— QUOTED TEXT —

□ □ □ □ □ □ □

Sunday, May 31, 2015

Gardens In

Finally finished planting the vegetable gardens for 2015.

In the near patch with the strawberries - tomatoes - cherry, 'regular', Italian, and Beefsteak, plus a row of green beans.

In the patch behind - peas, Peaches and Cream Corn and yellow beans.

And hard to see, but the biggest patch partly visible in the upper right - gladiolas, peppers, kale, squash, pumpkins, zucchini, eggplant, eating cucumbers and pickling cucumbers.

What struck me about planting this year was how few worms I saw, even though the soil has a very high organic component (from all the sheep manure). Perhaps because its still quite cold many days (like 6 degrees this morning). Or perhaps because the soil is fairly dry.

Last year the soil was absolutely thick with worms, which was the standard until we hit several very hot dry summers in a row. I presume the worms are still 'there' - just down deep.

Besides finishing off the vegetable gardens,we got the flower planters done that sit around the porch and patio.

I make up a special recipe for planting in pots:

Approximately 1:1:1 peat moss, commercial potting soil, wood chips heavily chicken pooped from the coop floor. 

I'm looking forward to feasting off the garden as it progresses. It is so satisfying, in a Swiss Family Robinson sense, to pick your supper at the end of a busy day.

First up should be the strawberries. There are tons of flowers and a lot of fruit are beginning to form.

Mmm. Strawberries...

Saturday, May 23, 2015

The Grass is Greener

And longer.

This morning the flock was excited to move to a new pasture. Here are some pics:

The last pic is of the wee ewe with her wee lamb trying to keep up in the tall grass. The other lamb, lower left, is 'normal size' ;o)

Wednesday, May 20, 2015

Out and Over

I sprung Little Wee Ewe 314B and her lamb from the barn this morning and they rejoined the flock out on the pasture.

I checked on her a few times this morning to make sure her lamb was keeping up, and then checked again at lunch time.

There she is, and this is just what I like to see - the lamb right with her. She may be wee but her mothering skills are BIG.

With that, I declare Lambing 2015 officially over. According to my records there is one yearling left un-lambed but she may not have been bred, may have had a lamb and escaped my vigilant eye, and may lamb some time later. I'll presume she's not bred and will carry on as if.

In celebration, I knit some socks.

I've barely been out in the wool shack during lambing season and am anxious to get back at it. And not just a little surprised that several pair flew off the knitter in short order without any train wrecks.

□ □ □ □ □ □ □

— INFORMATION SHOWN —
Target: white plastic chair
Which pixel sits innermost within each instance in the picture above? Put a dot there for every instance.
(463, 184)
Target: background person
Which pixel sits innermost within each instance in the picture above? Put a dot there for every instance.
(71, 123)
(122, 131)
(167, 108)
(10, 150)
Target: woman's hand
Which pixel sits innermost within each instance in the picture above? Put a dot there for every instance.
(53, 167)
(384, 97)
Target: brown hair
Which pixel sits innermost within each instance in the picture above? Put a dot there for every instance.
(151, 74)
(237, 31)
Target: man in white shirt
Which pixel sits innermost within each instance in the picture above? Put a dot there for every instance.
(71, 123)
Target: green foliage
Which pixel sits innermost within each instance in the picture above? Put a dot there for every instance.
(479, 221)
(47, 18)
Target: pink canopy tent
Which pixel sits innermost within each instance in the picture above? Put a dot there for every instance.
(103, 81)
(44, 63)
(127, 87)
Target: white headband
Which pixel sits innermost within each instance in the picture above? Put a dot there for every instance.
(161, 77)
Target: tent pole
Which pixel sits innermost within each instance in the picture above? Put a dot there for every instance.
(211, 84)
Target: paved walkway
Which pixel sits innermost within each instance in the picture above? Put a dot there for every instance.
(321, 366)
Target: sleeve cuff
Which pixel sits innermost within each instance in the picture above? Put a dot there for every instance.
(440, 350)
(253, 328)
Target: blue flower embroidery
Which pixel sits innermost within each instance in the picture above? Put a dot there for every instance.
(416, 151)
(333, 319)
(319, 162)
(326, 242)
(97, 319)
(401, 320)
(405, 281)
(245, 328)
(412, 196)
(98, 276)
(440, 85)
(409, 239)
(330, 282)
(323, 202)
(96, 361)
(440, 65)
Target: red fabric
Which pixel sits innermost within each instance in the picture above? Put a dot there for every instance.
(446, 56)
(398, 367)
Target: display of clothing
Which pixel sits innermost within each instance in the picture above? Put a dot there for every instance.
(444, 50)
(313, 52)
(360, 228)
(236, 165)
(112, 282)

□ □ □ □ □ □ □

— AIM OF THE TASK —
Do these statements agree with the farm blog above? Answer yes or no for each, quoting the words of the blog that decide it. 1. The strawberries share the near patch with the tomatoes. 2. Plenty of worms turned up during this year's planting. 3. The potting recipe uses roughly equal parts peat moss, commercial potting soil and wood chips from the coop floor.

— RESPONSE TO THE TASK —
1. Yes: "In the near patch with the strawberries - tomatoes - cherry, 'regular', Italian, and Beefsteak, plus a row of green beans."
2. No: "What struck me about planting this year was how few worms I saw"
3. Yes: "Approximately 1:1:1 peat moss, commercial potting soil, wood chips heavily chicken pooped from the coop floor."